*PASSAGE PROVIDED*.
If you stand for nothing, what will you fall for?
What Just Happened Feb 2025: Work, Politics, and What Really Matters
I asked ChatGPT to summarize the events of the past month for me in 200 words, from the perspective of a person rather than a news article.
Here’s what it said:
This month felt like a whirlwind—trade tensions flared as Trump imposed new tariffs, a string of deadly storms devastated the South, and OpenAI pushed AI even further into the future. Every day, the news delivered another shift: Trump signed executive orders reshaping immigration and labor policies, while international diplomacy flickered between progress and collapse. The weight of these events feels personal—how AI reshapes work, how politics shape daily life, how disasters upend communities. It’s exhausting, trying to keep up with what it all means beyond the headlines. One moment, the world feels like it’s unraveling; the next, it’s rushing toward something new, unpredictable, maybe even transformative. I don’t know whether to brace for impact or lean into change, but I know the ground beneath us is shifting. And I can’t shake the feeling that we’re all being carried along with it.

*DATASET RECORDS*.
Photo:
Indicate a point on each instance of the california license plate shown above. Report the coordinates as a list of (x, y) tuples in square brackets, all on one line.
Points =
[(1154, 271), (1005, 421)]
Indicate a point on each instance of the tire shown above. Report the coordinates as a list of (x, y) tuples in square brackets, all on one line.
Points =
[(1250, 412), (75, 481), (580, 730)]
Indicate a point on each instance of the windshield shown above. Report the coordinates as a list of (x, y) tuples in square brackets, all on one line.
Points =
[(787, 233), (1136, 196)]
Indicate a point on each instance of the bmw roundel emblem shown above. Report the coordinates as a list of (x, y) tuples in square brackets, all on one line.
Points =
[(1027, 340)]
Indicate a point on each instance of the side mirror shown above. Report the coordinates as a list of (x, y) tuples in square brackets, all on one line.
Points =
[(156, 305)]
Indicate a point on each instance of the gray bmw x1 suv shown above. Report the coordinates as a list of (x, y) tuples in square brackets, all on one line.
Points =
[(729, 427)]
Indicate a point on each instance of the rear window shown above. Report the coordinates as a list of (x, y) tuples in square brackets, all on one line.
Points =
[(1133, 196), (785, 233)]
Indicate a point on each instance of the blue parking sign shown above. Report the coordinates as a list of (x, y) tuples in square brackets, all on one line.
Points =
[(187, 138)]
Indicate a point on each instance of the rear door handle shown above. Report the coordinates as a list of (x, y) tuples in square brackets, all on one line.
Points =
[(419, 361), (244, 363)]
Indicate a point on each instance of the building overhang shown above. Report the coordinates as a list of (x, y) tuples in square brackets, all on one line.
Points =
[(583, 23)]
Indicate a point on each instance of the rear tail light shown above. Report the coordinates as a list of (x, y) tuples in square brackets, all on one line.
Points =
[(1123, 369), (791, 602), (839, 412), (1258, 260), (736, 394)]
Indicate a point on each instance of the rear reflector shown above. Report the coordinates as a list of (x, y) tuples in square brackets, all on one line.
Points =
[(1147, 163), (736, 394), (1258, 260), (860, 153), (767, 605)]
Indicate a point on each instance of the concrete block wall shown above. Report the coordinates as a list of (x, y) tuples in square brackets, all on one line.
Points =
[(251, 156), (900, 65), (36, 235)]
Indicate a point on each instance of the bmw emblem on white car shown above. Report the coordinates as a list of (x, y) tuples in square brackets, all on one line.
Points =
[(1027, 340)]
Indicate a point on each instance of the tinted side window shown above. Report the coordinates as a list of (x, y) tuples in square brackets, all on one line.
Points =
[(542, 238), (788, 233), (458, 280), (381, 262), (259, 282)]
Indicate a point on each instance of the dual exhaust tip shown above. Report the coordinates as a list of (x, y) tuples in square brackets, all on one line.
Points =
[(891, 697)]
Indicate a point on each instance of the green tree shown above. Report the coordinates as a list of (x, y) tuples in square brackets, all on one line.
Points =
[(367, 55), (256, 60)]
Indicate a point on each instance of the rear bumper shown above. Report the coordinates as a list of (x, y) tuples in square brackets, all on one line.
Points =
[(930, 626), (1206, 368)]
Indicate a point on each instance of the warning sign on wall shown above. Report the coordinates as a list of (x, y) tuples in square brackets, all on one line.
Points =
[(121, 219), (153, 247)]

*EXERCISE INSTRUCTIONS*.
1. Do the following statements agree with the February 2025 post? Answer yes or no for each, quoting the words of the post that decide it.
(a) ChatGPT was asked to keep its summary to 200 words.
(b) According to the summary, deadly storms devastated the Midwest.
(c) ChatGPT was asked to write from the perspective of a news article.
2. Transcribe the February 2025 post word for word, taking everything from "If you stand" down to "a news article.".
3. Write the next part of the February 2025 post, picking up after its final sentence.
The items come from a different source than the February 2025 post.

*RESULTS OF THE TASKS*.
1.
(a) Yes: "summarize the events of the past month for me in 200 words"
(b) No: "a string of deadly storms devastated the South"
(c) No: "from the perspective of a person rather than a news article"

2.
If you stand for nothing, what will you fall for?
What Just Happened Feb 2025: Work, Politics, and What Really Matters
I asked ChatGPT to summarize the events of the past month for me in 200 words, from the perspective of a person rather than a news article.

3.
It’s a strange feeling, to have AI seemingly peer inside millions of human minds and summarize what it’s like to be a human in America right now. (Even more bizarre to see it prioritize its own news over other topics…)
My life since January has been its own small whirlwind.
The month kicked off with a celebration of life for my father-in-law, Will Cabell, which was both emotionally fraught and incredibly beautiful.
May His Memory Be a Blessing
Last weekend, we celebrated the life of my father-in-law Will Cabell after seven long and difficult months of struggle with an incurable disease. While his departure leaves us with little but grief, I am am striving to embrace the blessing of his memory.
And then, after months overwhelmed by the logistics of managing the end of a life, this month I turned my attention fully to my new job, and my work suddenly asserted itself as my life’s new center of gravity.
After never having left my son at home to travel for work, I had three overnight work trips in four weeks. My parents showed up in meaningful ways to help care for my son while I was away, and I got to remember what it feels like to “be a professional,” not just a mother.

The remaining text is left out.